§ Goal
Copy out the entries below with "formatted sample" swapped for "worked example" wherever it occurs, leaving every other word unchanged. Omit the pictures from your copy.

§ Material supplied
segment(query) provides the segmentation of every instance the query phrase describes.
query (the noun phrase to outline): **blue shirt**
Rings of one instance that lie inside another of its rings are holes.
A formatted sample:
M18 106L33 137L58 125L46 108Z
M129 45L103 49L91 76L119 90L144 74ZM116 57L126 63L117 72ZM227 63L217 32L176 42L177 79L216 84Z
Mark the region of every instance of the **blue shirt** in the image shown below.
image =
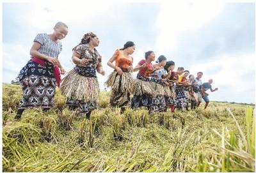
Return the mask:
M192 84L194 84L195 82L196 82L196 87L199 89L200 87L202 86L202 80L199 79L198 80L196 78L195 78L194 79L194 80L193 81Z
M206 91L209 89L212 89L212 86L208 82L204 83L202 86L204 87L204 91Z
M166 70L164 68L161 68L160 70L156 70L154 72L154 74L157 74L158 75L158 79L162 79L163 75L166 73ZM156 79L155 77L152 77L154 79Z

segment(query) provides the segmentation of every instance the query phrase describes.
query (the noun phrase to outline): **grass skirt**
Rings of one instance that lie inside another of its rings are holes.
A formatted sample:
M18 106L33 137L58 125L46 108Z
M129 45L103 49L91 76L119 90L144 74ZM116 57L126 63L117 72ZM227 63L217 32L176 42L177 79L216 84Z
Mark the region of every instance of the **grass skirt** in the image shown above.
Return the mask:
M82 76L72 70L63 79L60 91L71 100L91 102L98 100L99 87L96 77Z
M106 84L111 87L110 104L113 107L129 106L130 95L132 93L134 80L129 72L122 75L114 71L109 76Z

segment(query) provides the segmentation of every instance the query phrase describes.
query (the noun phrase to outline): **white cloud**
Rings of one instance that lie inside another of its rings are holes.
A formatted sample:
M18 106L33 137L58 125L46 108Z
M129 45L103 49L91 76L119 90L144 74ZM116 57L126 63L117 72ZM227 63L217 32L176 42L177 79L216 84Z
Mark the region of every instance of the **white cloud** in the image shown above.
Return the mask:
M216 68L220 70L203 75L203 82L212 79L213 89L219 88L218 91L211 94L211 98L220 101L255 102L255 80L253 76L248 76L255 72L255 54L232 57L223 56L212 59L215 60L198 63L188 68L195 75L199 71L209 71L209 69ZM250 79L244 79L244 77Z
M177 40L182 33L204 26L221 11L224 5L208 1L197 3L170 1L161 4L156 22L158 31L156 50L175 50Z

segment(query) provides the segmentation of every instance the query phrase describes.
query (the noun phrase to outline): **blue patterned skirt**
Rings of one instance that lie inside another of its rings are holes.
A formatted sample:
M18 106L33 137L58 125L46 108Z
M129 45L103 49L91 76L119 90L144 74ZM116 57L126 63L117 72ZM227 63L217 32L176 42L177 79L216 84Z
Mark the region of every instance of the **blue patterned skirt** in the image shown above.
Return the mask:
M23 91L19 109L33 107L50 108L54 105L56 79L53 66L45 66L29 60L18 76Z

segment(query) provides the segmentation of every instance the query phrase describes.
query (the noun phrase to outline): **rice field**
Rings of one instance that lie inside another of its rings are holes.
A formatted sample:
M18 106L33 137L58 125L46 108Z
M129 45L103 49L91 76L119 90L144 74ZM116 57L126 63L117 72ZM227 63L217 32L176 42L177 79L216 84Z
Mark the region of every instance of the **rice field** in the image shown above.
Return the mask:
M15 122L20 87L4 84L3 93L3 172L255 171L255 105L120 114L101 92L88 120L57 89L49 112L26 110Z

§ Answer to this task
segment(query) provides the segmentation of every instance the query phrase describes.
query (the noun phrase to outline): **blue shirt**
Rings of one instance that lie inside another of its rings are holes.
A worked example:
M18 106L33 137L58 125L46 108Z
M129 45L103 49L91 76L119 90L144 74ZM116 57L126 63L117 72ZM227 63L217 32L176 42L177 79L216 84Z
Mark the region of every instance of the **blue shirt** in the image shown below.
image =
Return the mask:
M192 84L194 84L195 82L196 82L196 87L199 89L200 87L202 86L202 80L199 79L198 80L196 78L195 78L194 79L194 80L193 81Z
M206 91L209 89L212 89L212 86L208 82L204 83L202 86L204 87L204 91Z
M166 70L164 68L161 68L160 70L156 70L154 72L154 74L157 74L158 75L158 79L162 79L163 75L166 73ZM156 79L155 77L152 77L154 79Z

segment(query) provides the segmentation of every instance the query phrase describes.
query (the noun phrase to outline): **grass skirt**
Rings of one instance that lie inside another of its rings are holes.
A worked example:
M18 106L33 137L58 125L46 108Z
M129 45L103 49L91 76L119 90L144 74ZM116 57L126 63L117 72ZM227 63L217 32L176 42L177 79L216 84Z
Mark the region of every instance of the **grass skirt** in the image shown above.
Return the mask:
M82 76L72 70L63 79L60 91L71 100L91 102L98 100L99 87L96 77Z
M106 84L111 87L110 104L113 107L129 106L130 95L132 93L134 80L129 72L122 75L114 71L109 76Z

segment(query) provides the segmentation of every instance the query phrase describes.
query (the noun phrase to outline): **white cloud**
Rings of one instance that lie inside another of its rings are holes.
A worked example:
M18 106L33 137L58 125L46 108Z
M129 45L103 49L91 76L119 90L144 74ZM116 57L126 63L117 72ZM227 63L217 32L176 42L177 79L216 84Z
Mark the region of every instance of the **white cloud** in the image shown above.
Return the mask:
M216 68L220 70L203 75L203 82L212 79L213 89L219 88L218 91L211 94L211 98L220 101L255 102L255 80L253 76L248 76L255 72L255 54L232 57L223 56L212 59L215 60L198 63L188 68L195 75L199 71L209 71L209 69ZM250 79L244 79L244 77Z
M177 40L182 33L204 26L221 11L224 5L208 1L197 3L170 1L161 4L156 22L158 31L156 50L175 50Z

segment(query) provides the segmentation of every instance the query phrase describes.
query (the noun phrase to outline): **blue patterned skirt**
Rings of one instance that lie inside another of its rings are holes.
A worked example:
M18 106L33 137L58 125L46 108Z
M129 45L103 49L91 76L119 90L144 74ZM116 57L126 63L117 72ZM227 63L217 32L176 42L177 79L216 84Z
Mark the region of every instance of the **blue patterned skirt** in the image shown above.
Return the mask:
M23 91L19 109L33 107L50 108L54 105L56 79L53 66L45 66L29 60L18 76Z

segment(query) provides the segmentation of every instance the query phrase describes.
query (the noun phrase to outline): **rice field**
Rings of one instance that lie inside another of its rings are holes.
A worked example:
M18 106L33 137L58 125L46 108Z
M129 45L103 49L91 76L119 90L144 74ZM116 57L126 63L117 72ZM227 63L217 32L176 42L177 79L216 84Z
Mark the region of every instance of the **rice field** in the image shown above.
Return the mask:
M15 122L20 87L4 84L3 93L3 172L255 171L255 105L120 114L101 92L88 120L57 89L49 112L26 110Z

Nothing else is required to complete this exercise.